[[ Material for the task, beginning ]]

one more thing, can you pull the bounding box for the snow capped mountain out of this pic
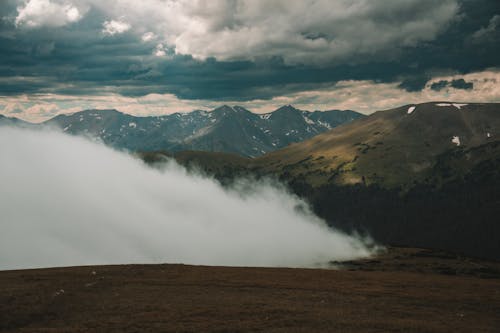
[43,105,364,156]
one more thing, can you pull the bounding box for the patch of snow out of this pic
[128,122,137,128]
[453,103,468,109]
[407,106,416,114]
[318,120,331,129]
[63,126,70,131]
[436,103,468,109]
[487,132,491,138]
[303,115,315,125]
[451,136,461,146]
[259,113,272,120]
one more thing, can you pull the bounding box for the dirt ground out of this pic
[1,247,500,332]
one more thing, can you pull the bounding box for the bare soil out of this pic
[1,247,500,332]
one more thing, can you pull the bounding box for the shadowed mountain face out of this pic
[146,102,500,260]
[42,105,364,157]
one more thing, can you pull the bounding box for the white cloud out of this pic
[102,19,131,36]
[141,31,156,42]
[15,0,84,28]
[0,127,374,270]
[154,43,166,57]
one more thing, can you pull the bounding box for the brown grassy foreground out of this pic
[1,248,500,332]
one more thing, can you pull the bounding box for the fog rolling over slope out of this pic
[0,127,374,270]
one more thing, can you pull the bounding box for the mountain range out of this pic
[144,102,500,260]
[2,101,499,260]
[32,105,362,157]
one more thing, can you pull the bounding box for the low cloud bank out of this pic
[0,127,375,270]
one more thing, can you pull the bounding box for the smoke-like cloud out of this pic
[102,19,131,36]
[0,126,375,270]
[15,0,86,28]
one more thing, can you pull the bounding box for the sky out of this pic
[0,0,499,122]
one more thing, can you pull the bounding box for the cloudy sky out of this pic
[0,0,499,122]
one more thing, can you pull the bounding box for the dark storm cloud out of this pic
[398,76,432,92]
[430,78,474,91]
[0,0,499,101]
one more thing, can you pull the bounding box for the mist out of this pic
[0,126,376,270]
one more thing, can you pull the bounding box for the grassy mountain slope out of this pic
[255,102,499,188]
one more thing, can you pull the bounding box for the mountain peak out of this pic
[213,105,251,115]
[272,105,301,116]
[59,109,122,117]
[82,109,122,114]
[213,105,234,112]
[278,104,297,110]
[232,105,251,113]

[[ Material for the task, end ]]

> _Directions for this task_
Could you give the listing again exactly as it stands, minus any pictures?

> _Output for this task_
one more thing, can you pull the bounding box for the snow capped mountain out of this pic
[43,105,364,156]
one more thing, can you pull the bounding box for the patch of snow out of this pic
[128,122,137,128]
[453,103,468,109]
[407,106,416,114]
[318,120,331,129]
[63,126,70,131]
[436,103,468,109]
[487,132,491,138]
[303,115,315,125]
[451,136,461,146]
[259,113,272,120]
one more thing, can you pull the bounding box for the dirt ground out of this pic
[1,247,500,332]
one more thing, can you pull the bounding box for the bare soil out of this pic
[1,247,500,332]
one more thing, can you pull the bounding box for the shadowed mountain face out of this pic
[146,102,500,260]
[42,105,364,157]
one more thing, can you pull the bounding box for the white cloud out of this pic
[102,19,131,36]
[141,31,156,42]
[15,0,84,28]
[0,127,374,270]
[154,43,166,57]
one more thing, can you pull the bounding box for the brown grassy foreground out of this pic
[1,248,500,332]
one more thing, can you pull the bounding box for the fog rolling over slope out of this pic
[0,127,374,270]
one more thing, can you pull the bounding box for the mountain range out of this pic
[144,102,500,260]
[2,101,499,260]
[32,105,362,157]
one more thing, can you pull the bounding box for the low cloud bank out of this pic
[0,127,375,270]
one more thing, can you pull the bounding box for the smoke-like cloud out of this pic
[102,19,131,36]
[0,126,375,270]
[15,0,86,28]
one more thing, can you pull the bounding box for the sky out of this pic
[0,0,499,122]
one more thing, can you pull the bounding box for the cloudy sky out of this pic
[0,0,499,122]
one more thing, can you pull the bounding box for the dark storm cloud out of this pic
[398,76,432,92]
[430,78,474,91]
[0,0,499,101]
one more thing, can you pull the bounding box for the mist out of this pic
[0,126,376,270]
one more thing, can you pull the bounding box for the grassy mountain slope out of this pic
[255,102,499,188]
one more thing, can you pull the bounding box for the mountain peak out of this pic
[213,105,251,115]
[272,105,301,116]
[59,109,122,117]
[82,109,122,114]
[213,105,234,112]
[278,104,297,110]
[232,105,251,113]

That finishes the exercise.